---------- Data listing ----------
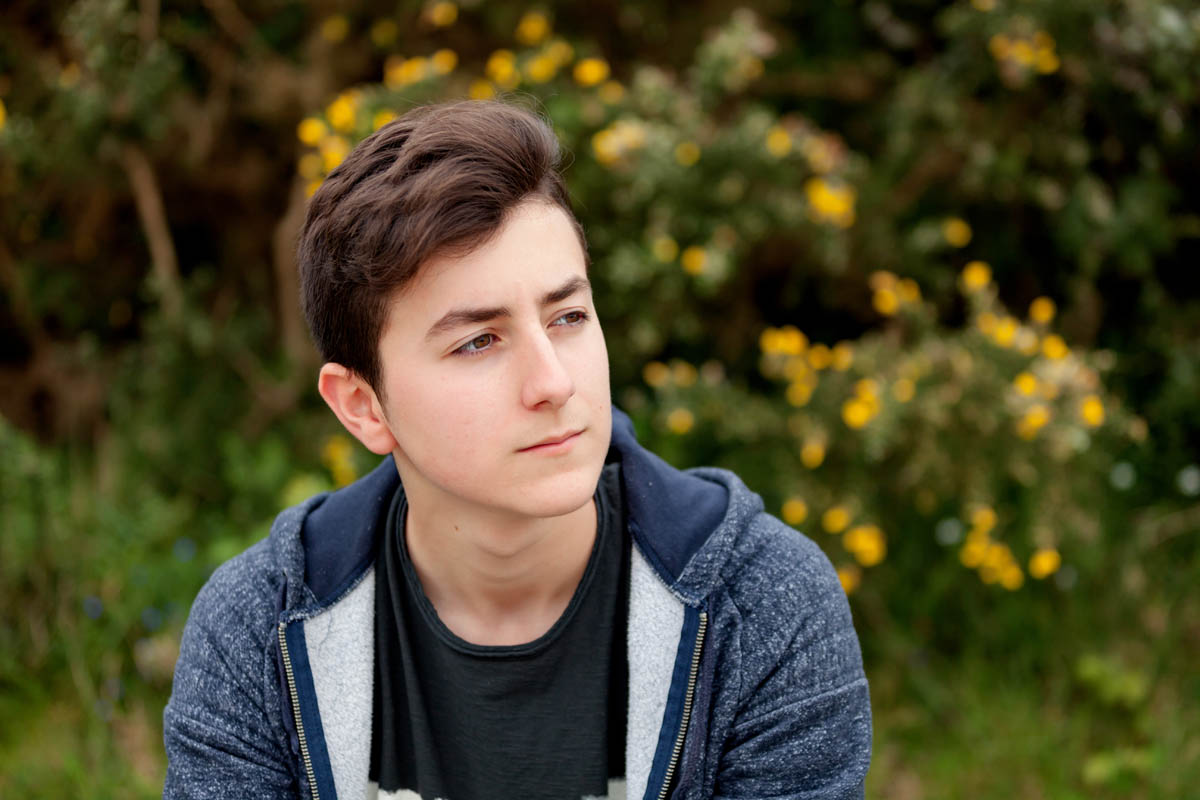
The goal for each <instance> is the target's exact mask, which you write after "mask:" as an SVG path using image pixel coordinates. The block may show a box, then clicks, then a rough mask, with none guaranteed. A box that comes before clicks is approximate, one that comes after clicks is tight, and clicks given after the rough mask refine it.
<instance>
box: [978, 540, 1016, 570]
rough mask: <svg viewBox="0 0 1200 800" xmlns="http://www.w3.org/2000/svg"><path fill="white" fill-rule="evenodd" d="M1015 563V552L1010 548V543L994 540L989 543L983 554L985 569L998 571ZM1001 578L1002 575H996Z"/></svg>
mask: <svg viewBox="0 0 1200 800" xmlns="http://www.w3.org/2000/svg"><path fill="white" fill-rule="evenodd" d="M1012 563H1013V552H1012V551H1010V549H1008V545H1003V543H1001V542H992V543H990V545H988V549H986V551H985V552H984V554H983V564H982V565H980V566H983V569H985V570H995V571H996V572H997V573H998V572H1000V570H1003V569H1004V567H1006V566H1008V565H1009V564H1012ZM996 578H997V579H998V578H1000V575H996Z"/></svg>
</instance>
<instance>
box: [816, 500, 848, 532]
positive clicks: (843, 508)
mask: <svg viewBox="0 0 1200 800" xmlns="http://www.w3.org/2000/svg"><path fill="white" fill-rule="evenodd" d="M848 524H850V511H847V510H846V507H845V506H833V507H832V509H829V510H828V511H826V512H824V513H823V515H821V527H822V528H824V529H826V531H827V533H830V534H840V533H841V531H844V530H846V525H848Z"/></svg>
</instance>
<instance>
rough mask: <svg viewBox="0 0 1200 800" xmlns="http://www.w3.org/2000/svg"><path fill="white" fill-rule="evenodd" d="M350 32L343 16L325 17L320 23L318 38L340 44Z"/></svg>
mask: <svg viewBox="0 0 1200 800" xmlns="http://www.w3.org/2000/svg"><path fill="white" fill-rule="evenodd" d="M349 30H350V23H349V20H348V19H346V16H344V14H334V16H332V17H326V18H325V19H324V22H322V23H320V36H322V38H324V40H325V41H329V42H335V43H336V42H341V41H342V40H343V38H346V35H347V34H348V32H349Z"/></svg>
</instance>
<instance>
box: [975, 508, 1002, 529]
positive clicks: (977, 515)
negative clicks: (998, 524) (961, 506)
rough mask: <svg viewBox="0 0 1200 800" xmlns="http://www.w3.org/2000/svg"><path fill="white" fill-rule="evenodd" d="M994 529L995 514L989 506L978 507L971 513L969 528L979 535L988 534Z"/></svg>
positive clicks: (994, 525) (995, 517)
mask: <svg viewBox="0 0 1200 800" xmlns="http://www.w3.org/2000/svg"><path fill="white" fill-rule="evenodd" d="M995 527H996V512H995V511H994V510H992V509H991V507H989V506H979V507H978V509H976V510H974V511H972V512H971V528H972V530H974V531H977V533H979V534H988V533H990V531H991V529H992V528H995Z"/></svg>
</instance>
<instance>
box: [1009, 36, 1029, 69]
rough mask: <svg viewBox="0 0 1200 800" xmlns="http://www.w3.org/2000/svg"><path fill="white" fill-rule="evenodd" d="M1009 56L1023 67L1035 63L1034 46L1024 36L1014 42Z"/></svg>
mask: <svg viewBox="0 0 1200 800" xmlns="http://www.w3.org/2000/svg"><path fill="white" fill-rule="evenodd" d="M1008 58H1010V59H1012V60H1013V61H1016V62H1018V64H1020V65H1021V66H1022V67H1027V66H1031V65H1032V64H1033V46H1032V44H1030V43H1028V42H1026V41H1025V40H1024V38H1019V40H1016V41H1015V42H1013V47H1012V49H1010V50H1009V52H1008Z"/></svg>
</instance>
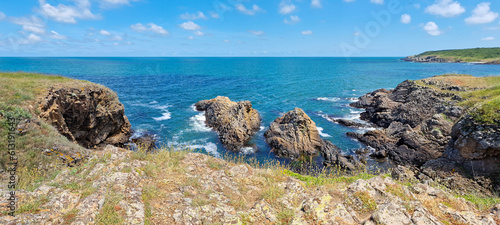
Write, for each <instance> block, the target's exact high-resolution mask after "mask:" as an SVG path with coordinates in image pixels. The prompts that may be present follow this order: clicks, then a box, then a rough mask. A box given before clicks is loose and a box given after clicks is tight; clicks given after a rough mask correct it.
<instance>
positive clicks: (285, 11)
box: [279, 1, 296, 15]
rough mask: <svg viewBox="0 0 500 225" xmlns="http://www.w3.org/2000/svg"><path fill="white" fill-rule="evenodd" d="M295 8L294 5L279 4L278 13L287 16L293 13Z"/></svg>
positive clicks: (284, 3)
mask: <svg viewBox="0 0 500 225" xmlns="http://www.w3.org/2000/svg"><path fill="white" fill-rule="evenodd" d="M295 9H296V7H295V5H294V4H290V5H288V4H286V3H285V2H284V1H283V2H281V3H280V11H279V12H280V13H281V14H283V15H285V14H289V13H292V12H293V11H295Z"/></svg>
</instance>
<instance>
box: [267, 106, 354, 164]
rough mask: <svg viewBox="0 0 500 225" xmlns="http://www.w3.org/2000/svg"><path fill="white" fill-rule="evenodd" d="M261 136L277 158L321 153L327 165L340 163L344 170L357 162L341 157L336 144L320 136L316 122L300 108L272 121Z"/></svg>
mask: <svg viewBox="0 0 500 225" xmlns="http://www.w3.org/2000/svg"><path fill="white" fill-rule="evenodd" d="M264 137H265V138H266V142H267V143H268V144H269V145H270V146H271V148H272V151H273V152H274V154H276V155H277V156H279V157H285V158H289V159H299V158H300V157H302V156H307V157H314V156H316V155H318V153H321V155H322V156H323V157H324V158H325V162H324V164H325V165H327V166H329V165H340V166H341V167H342V168H346V169H348V170H355V169H356V164H357V162H356V161H355V160H354V158H353V157H350V156H347V157H346V156H343V155H342V154H341V151H340V149H339V148H338V147H337V146H335V145H334V144H332V143H331V142H329V141H325V140H323V139H321V136H320V135H319V132H318V128H317V127H316V123H314V121H312V120H311V118H309V116H308V115H307V114H306V113H305V112H304V111H303V110H302V109H300V108H295V109H294V110H292V111H289V112H287V113H285V114H284V115H283V116H281V117H279V118H277V119H276V120H274V122H273V123H271V125H270V126H269V129H268V130H267V131H266V132H265V133H264Z"/></svg>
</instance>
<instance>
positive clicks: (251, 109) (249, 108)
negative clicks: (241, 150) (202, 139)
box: [195, 96, 261, 151]
mask: <svg viewBox="0 0 500 225" xmlns="http://www.w3.org/2000/svg"><path fill="white" fill-rule="evenodd" d="M195 107H196V110H198V111H205V117H206V123H207V125H208V126H209V127H211V128H213V129H214V130H216V131H217V133H218V134H219V140H220V141H221V142H222V144H223V145H224V146H225V147H226V148H228V149H230V150H232V151H239V150H240V149H241V148H242V147H243V146H244V144H245V142H247V141H248V140H249V139H250V138H251V137H252V136H253V135H254V134H255V132H257V131H259V129H260V121H261V117H260V114H259V112H258V111H257V110H255V109H253V108H252V103H250V101H241V102H233V101H231V100H229V98H228V97H223V96H218V97H217V98H214V99H211V100H203V101H199V102H197V103H196V104H195Z"/></svg>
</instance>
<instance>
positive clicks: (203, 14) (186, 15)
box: [181, 11, 207, 20]
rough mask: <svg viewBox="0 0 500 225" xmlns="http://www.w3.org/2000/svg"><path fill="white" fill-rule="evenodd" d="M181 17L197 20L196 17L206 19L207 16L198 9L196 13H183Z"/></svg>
mask: <svg viewBox="0 0 500 225" xmlns="http://www.w3.org/2000/svg"><path fill="white" fill-rule="evenodd" d="M181 19H183V20H197V19H204V20H206V19H207V17H206V16H205V14H203V13H202V12H200V11H198V12H196V13H192V14H190V13H184V14H182V15H181Z"/></svg>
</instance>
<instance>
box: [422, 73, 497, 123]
mask: <svg viewBox="0 0 500 225" xmlns="http://www.w3.org/2000/svg"><path fill="white" fill-rule="evenodd" d="M429 82H431V83H433V84H434V85H428V83H429ZM417 83H418V84H420V85H423V86H429V87H432V88H434V89H436V90H439V91H444V92H452V93H454V94H456V95H458V96H460V97H461V98H462V99H463V101H462V102H460V103H459V105H460V106H464V107H467V108H469V111H470V115H471V116H472V117H473V118H474V119H475V120H476V121H477V122H479V123H482V124H491V125H500V76H490V77H474V76H471V75H461V74H460V75H459V74H446V75H440V76H435V77H431V78H427V79H424V80H420V81H417ZM444 87H446V88H444ZM450 88H451V89H452V90H453V89H456V90H460V91H450V90H449V89H450ZM443 89H444V90H443Z"/></svg>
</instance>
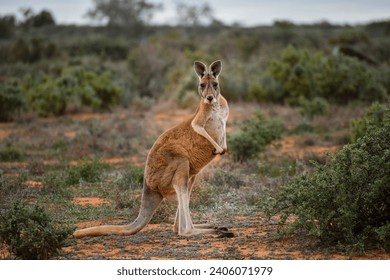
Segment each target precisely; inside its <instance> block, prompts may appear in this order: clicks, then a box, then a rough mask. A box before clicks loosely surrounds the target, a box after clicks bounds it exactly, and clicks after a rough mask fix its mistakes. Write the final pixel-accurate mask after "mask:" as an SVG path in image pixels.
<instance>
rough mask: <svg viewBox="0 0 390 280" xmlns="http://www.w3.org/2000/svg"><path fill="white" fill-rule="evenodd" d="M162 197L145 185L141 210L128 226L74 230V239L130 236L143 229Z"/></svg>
mask: <svg viewBox="0 0 390 280" xmlns="http://www.w3.org/2000/svg"><path fill="white" fill-rule="evenodd" d="M162 199H163V197H162V196H161V194H159V193H157V192H154V191H152V190H150V189H149V188H148V187H147V186H146V185H145V186H144V189H143V193H142V201H141V208H140V211H139V213H138V217H137V218H136V219H135V220H134V222H132V223H131V224H128V225H104V226H96V227H90V228H85V229H80V230H76V231H75V232H74V234H73V236H74V237H75V238H81V237H84V236H102V235H132V234H135V233H137V232H139V231H140V230H141V229H143V228H144V227H145V226H146V225H147V224H148V223H149V222H150V220H151V219H152V217H153V214H154V212H155V211H156V209H157V208H158V206H159V205H160V203H161V201H162Z"/></svg>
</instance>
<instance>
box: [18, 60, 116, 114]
mask: <svg viewBox="0 0 390 280" xmlns="http://www.w3.org/2000/svg"><path fill="white" fill-rule="evenodd" d="M22 91H23V94H24V95H25V97H26V103H27V106H28V107H29V108H30V109H31V110H32V111H34V112H36V113H37V114H38V115H39V116H42V117H46V116H48V115H50V114H54V115H62V114H64V112H65V110H66V109H67V107H74V108H81V107H82V106H87V107H91V108H93V109H95V110H99V109H108V108H109V107H110V106H112V105H116V104H117V103H118V102H119V100H120V98H121V94H122V92H121V89H120V88H119V87H117V86H116V85H115V84H114V83H113V82H112V79H111V74H110V73H108V72H105V73H102V74H98V73H96V72H93V71H90V70H87V69H85V68H83V67H67V68H64V69H63V70H62V72H61V74H60V75H59V76H58V77H52V76H48V75H40V76H39V77H38V78H36V79H33V77H32V76H31V75H27V76H26V77H25V78H24V79H23V82H22Z"/></svg>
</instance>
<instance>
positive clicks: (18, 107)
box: [0, 81, 24, 121]
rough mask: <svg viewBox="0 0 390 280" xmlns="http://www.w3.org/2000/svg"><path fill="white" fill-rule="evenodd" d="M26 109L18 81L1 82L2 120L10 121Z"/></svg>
mask: <svg viewBox="0 0 390 280" xmlns="http://www.w3.org/2000/svg"><path fill="white" fill-rule="evenodd" d="M22 109H24V100H23V96H22V94H21V91H20V88H19V85H18V83H17V82H16V81H15V82H12V83H10V82H5V83H0V121H9V120H11V119H12V117H13V116H14V114H15V113H17V112H20V111H21V110H22Z"/></svg>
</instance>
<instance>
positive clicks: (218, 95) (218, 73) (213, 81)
mask: <svg viewBox="0 0 390 280" xmlns="http://www.w3.org/2000/svg"><path fill="white" fill-rule="evenodd" d="M194 69H195V73H196V74H197V75H198V77H199V87H198V93H199V95H200V97H201V98H202V100H203V102H204V103H209V104H216V103H218V102H219V95H220V89H219V82H218V76H219V74H220V73H221V70H222V64H221V61H220V60H217V61H214V62H213V63H211V65H210V67H209V68H208V69H207V66H206V65H205V64H204V63H203V62H200V61H195V63H194Z"/></svg>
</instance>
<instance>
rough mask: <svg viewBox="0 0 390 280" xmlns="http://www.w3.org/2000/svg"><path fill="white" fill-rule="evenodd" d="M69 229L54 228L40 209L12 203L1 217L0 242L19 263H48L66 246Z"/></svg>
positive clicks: (1, 215) (0, 220)
mask: <svg viewBox="0 0 390 280" xmlns="http://www.w3.org/2000/svg"><path fill="white" fill-rule="evenodd" d="M73 230H74V229H73V228H72V227H65V228H61V227H57V226H56V225H55V224H54V222H53V221H52V220H51V218H50V216H49V215H48V214H47V213H46V212H45V210H44V209H43V208H42V207H39V206H34V207H32V206H26V205H23V204H21V203H15V204H14V205H13V207H12V208H11V209H10V210H8V211H7V212H6V213H4V214H2V215H1V216H0V240H1V241H2V242H4V243H5V244H7V245H8V247H9V249H10V251H11V252H12V253H13V254H14V255H15V256H16V257H17V258H20V259H28V260H32V259H34V260H35V259H49V258H51V257H53V256H55V255H56V254H58V252H59V250H60V249H61V248H62V247H63V246H64V245H65V242H66V239H67V237H68V236H69V235H70V234H71V233H72V232H73Z"/></svg>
----------
◆ **What this task involves**
For every line above that includes the string "coordinates", copy the line.

◆ **Answer to this problem**
The goal for each <instance> is the target's exact mask, which you write after "mask:" as an SVG path using image pixel coordinates. The block may show a box, then clicks, then a rough mask, with none guaranteed. A box that comes before clicks is approximate, one that comes after clicks is tight, and clicks given after the rough mask refine it.
Write, for each <instance> block, the target's exact high-resolution mask after "mask:" as an SVG path with coordinates in image pixels. The prompts that may be present follow this order: clicks, then a box, then a rough mask. A box given before clicks is loose and a box given after clicks is tight; clicks given after a rough mask correct it.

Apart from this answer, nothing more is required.